选定文本:
************
Rust AWS数据同步库aws-sdk-datasync的使用指南

简介

aws-sdk-datasync是AWS官方提供的Rust SDK,用于与AWS DataSync服务交互。AWS DataSync是一项在线数据传输服务,可简化、自动化和加速本地存储与AWS存储服务之间的数据传输。

主要功能

  • 在本地存储系统与AWS存储服务(如S3、EFS、FSx)之间高效传输数据
  • 自动处理网络优化、加密和完整性验证
  • 支持增量传输,只传输变更的部分
  • 提供任务监控和管理功能

基本使用方法

添加依赖

[dependencies]
aws-config = "0.55"
aws-sdk-datasync = "0.22"
tokio = { version = "1", features = ["full"] }

创建DataSync客户端

use aws_sdk_datasync as datasync;

async fn create_client() -> datasync::Client {
    let config = aws_config::load_from_env().await;
    datasync::Client::new(&config)
}

创建数据传输任务

use datasync::model::{LocationFilter, LocationFilterName};

async fn list_locations(client: &datasync::Client) -> Result<(), datasync::Error> {
    let resp = client.list_locations().send().await?;
    
    if let Some(locations) = resp.locations() {
        for location in locations {
            println!("Location ARN: {}", location.location_arn().unwrap_or("unknown"));
            println!("Type: {}", location.location_uri().unwrap_or("unknown"));
        }
    }
    
    Ok(())
}

启动数据传输任务

async fn start_task_execution(
    client: &datasync::Client,
    task_arn: &str,
) -> Result<(), datasync::Error> {
    let resp = client
        .start_task_execution()
        .task_arn(task_arn)
        .send()
        .await?;
    
    println!(
        "Started task execution: {}",
        resp.task_execution_arn().unwrap_or("unknown")
    );
    
    Ok(())
}

监控任务状态

async fn describe_task_execution(
    client: &datasync::Client,
    task_execution_arn: &str,
) -> Result<(), datasync::Error> {
    let resp = client
        .describe_task_execution()
        .task_execution_arn(task_execution_arn)
        .send()
        .await?;
    
    println!("Status: {:?}", resp.status());
    println!("Bytes transferred: {:?}", resp.bytes_transferred());
    println!("Files transferred: {:?}", resp.files_transferred());
    
    Ok(())
************
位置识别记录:
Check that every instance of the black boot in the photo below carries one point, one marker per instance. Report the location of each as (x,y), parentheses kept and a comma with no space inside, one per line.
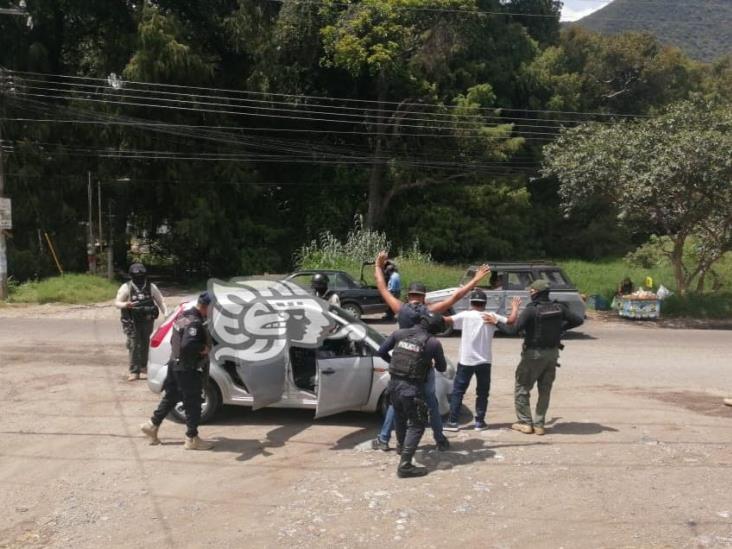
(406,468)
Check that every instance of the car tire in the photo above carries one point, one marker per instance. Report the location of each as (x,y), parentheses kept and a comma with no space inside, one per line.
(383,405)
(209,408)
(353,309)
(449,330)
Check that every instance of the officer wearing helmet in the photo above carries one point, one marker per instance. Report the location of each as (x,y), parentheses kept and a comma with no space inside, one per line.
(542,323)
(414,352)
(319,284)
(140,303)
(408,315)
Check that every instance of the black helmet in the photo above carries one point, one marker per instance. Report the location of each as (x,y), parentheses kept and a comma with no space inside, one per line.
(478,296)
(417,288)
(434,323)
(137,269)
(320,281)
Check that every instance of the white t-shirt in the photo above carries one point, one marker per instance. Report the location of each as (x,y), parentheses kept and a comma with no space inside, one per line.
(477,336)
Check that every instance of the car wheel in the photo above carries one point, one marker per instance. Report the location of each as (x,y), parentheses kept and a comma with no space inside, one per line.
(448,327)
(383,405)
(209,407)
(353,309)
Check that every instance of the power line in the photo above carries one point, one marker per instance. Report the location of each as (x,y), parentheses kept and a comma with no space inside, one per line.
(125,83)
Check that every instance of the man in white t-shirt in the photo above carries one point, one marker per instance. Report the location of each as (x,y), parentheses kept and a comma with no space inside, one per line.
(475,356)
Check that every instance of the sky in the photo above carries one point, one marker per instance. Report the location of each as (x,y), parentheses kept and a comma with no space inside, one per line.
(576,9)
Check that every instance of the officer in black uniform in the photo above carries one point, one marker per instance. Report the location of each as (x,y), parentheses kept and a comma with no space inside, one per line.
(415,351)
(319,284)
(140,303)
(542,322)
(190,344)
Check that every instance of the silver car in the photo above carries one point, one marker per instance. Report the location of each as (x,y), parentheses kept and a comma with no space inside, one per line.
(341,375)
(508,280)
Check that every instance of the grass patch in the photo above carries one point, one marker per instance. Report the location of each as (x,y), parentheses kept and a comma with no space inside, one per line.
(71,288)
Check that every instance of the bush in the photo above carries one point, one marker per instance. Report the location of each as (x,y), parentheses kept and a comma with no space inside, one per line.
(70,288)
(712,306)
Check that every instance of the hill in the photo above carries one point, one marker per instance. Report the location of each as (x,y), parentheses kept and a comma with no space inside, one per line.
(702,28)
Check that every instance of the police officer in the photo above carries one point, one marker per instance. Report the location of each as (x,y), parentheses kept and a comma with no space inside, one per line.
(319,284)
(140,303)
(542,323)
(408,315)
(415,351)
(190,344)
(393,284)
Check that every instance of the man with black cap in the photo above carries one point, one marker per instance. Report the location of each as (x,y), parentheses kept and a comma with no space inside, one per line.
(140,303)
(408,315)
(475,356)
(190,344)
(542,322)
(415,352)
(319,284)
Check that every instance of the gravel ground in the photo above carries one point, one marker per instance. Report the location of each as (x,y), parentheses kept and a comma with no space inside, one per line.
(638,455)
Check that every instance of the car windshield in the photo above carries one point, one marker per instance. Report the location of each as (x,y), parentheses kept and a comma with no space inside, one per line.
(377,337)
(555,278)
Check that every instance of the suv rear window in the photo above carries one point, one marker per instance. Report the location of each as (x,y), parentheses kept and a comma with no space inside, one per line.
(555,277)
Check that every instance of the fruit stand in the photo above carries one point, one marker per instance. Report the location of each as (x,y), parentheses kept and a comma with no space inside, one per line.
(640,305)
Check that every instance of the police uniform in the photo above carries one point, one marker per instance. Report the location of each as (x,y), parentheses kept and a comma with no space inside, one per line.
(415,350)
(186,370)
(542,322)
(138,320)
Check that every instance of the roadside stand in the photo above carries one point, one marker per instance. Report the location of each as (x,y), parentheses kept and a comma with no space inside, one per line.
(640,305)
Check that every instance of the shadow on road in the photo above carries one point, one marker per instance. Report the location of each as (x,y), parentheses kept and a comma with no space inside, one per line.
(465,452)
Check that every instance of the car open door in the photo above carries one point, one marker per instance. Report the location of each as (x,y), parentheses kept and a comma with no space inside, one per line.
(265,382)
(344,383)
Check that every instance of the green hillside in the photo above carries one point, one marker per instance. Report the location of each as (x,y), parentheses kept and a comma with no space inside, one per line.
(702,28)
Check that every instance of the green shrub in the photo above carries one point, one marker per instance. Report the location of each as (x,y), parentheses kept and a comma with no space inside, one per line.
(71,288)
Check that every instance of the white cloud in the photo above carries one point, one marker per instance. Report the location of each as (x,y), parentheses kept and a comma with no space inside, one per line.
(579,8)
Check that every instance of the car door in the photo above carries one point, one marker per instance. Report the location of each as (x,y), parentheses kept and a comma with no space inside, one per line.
************
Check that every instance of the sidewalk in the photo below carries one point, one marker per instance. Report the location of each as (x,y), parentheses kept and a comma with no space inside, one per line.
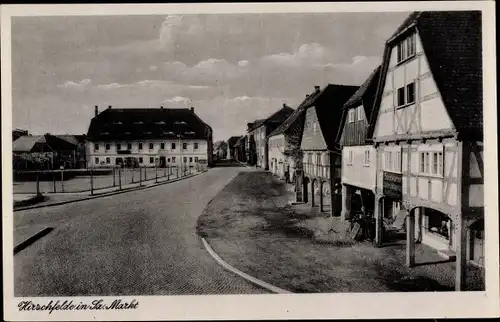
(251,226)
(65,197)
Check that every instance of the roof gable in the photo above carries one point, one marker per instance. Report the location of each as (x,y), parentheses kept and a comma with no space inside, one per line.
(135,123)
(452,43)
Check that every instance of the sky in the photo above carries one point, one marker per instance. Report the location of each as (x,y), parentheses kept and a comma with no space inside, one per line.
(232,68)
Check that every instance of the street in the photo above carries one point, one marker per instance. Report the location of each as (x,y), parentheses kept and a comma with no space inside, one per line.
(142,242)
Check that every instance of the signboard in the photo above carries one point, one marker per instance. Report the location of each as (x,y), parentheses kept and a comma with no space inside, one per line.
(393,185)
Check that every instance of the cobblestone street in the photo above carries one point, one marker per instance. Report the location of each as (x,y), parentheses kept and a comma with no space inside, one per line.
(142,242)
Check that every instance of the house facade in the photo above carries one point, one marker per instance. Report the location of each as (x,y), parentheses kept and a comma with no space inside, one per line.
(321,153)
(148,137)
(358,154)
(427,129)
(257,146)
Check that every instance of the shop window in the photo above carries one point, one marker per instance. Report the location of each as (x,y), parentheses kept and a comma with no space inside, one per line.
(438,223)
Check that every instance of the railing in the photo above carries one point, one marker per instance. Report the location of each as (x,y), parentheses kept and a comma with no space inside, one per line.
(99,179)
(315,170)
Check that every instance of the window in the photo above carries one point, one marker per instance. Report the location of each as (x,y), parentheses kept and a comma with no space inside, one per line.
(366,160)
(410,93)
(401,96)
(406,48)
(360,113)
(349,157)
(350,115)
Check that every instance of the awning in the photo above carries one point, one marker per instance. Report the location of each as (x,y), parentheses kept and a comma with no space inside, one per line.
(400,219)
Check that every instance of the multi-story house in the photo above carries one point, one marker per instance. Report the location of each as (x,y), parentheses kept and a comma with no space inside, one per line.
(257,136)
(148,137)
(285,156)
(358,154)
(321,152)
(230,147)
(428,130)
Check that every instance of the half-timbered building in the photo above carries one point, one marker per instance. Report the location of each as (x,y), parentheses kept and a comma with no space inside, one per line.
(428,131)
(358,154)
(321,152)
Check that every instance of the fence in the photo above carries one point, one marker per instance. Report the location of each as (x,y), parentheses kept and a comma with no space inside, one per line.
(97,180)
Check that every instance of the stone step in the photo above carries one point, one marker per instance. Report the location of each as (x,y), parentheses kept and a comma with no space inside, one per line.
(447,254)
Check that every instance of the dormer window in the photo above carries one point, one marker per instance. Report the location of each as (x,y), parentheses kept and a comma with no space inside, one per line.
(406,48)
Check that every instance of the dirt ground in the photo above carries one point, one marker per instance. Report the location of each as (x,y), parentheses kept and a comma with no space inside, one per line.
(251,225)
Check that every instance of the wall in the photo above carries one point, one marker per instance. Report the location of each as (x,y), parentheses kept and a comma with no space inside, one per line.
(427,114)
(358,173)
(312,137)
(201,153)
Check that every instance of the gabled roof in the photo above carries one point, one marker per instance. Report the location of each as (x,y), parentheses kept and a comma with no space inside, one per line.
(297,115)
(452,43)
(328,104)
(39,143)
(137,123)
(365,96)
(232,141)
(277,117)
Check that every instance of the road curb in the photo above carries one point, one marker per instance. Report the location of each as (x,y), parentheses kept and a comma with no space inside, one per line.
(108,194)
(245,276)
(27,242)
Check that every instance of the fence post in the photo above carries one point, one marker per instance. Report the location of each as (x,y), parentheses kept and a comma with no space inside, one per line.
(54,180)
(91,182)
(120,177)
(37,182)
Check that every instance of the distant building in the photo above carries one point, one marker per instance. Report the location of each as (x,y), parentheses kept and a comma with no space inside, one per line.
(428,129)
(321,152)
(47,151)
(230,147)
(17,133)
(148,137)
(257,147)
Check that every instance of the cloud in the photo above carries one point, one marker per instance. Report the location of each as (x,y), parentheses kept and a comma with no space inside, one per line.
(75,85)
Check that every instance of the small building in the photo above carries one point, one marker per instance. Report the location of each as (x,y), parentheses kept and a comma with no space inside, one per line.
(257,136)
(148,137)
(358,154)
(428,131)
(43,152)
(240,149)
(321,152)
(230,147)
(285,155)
************
挑战题 1: 将这篇关于aws-sdk-datasync的指南中以“aws-sdk-datasync是AWS官方提供的”开头的段落改写为简短的要点列表，并保留其主要事实。
挑战题 2: 请缩放位置识别数据行中的一部分行，范围从包含“Check that every instance of the car open”的那一行开始，到包含“Check that every instance of the car door”的那一行结束，两端都包括。请只重写这些行，其中的请求也要保留。答案中的每个坐标数值都乘以1.15，再四舍五入为整数，恰好为.5时向上取整。

书面回答 1:
- aws-sdk-datasync：AWS官方提供的Rust SDK，用于与AWS DataSync服务交互。
- AWS DataSync：一项在线数据传输服务。
- 作用：简化、自动化并加速本地存储与AWS存储服务之间的数据传输。

书面回答 2:
Check that every instance of the car open door in the photo above carries one point, one marker per instance. Report the location of each as (x,y), parentheses kept and a comma with no space inside, one per line.
(305,439)
(396,440)
Check that every instance of the green hillside in the photo above carries one point, one marker per instance. Report the location of each as (x,y), parentheses kept and a comma with no space inside, one per line.
(807,32)
Check that every instance of the green shrub in the photo above carries one point, one marker per instance. Report the location of each as (x,y), parentheses kept and a comma with no space inside, one per line.
(82,331)
Check that every instance of the white cloud in the photo above carries one point, one marker per instance. Report the location of each as (x,y), parentheses kept and a comma with no space inside, one per line.
(666,9)
Check that every instance of the car door in the photo above carries one point, one marker per instance. Report the location of each as (x,y), parentheses kept and a comma with no space inside, one per line.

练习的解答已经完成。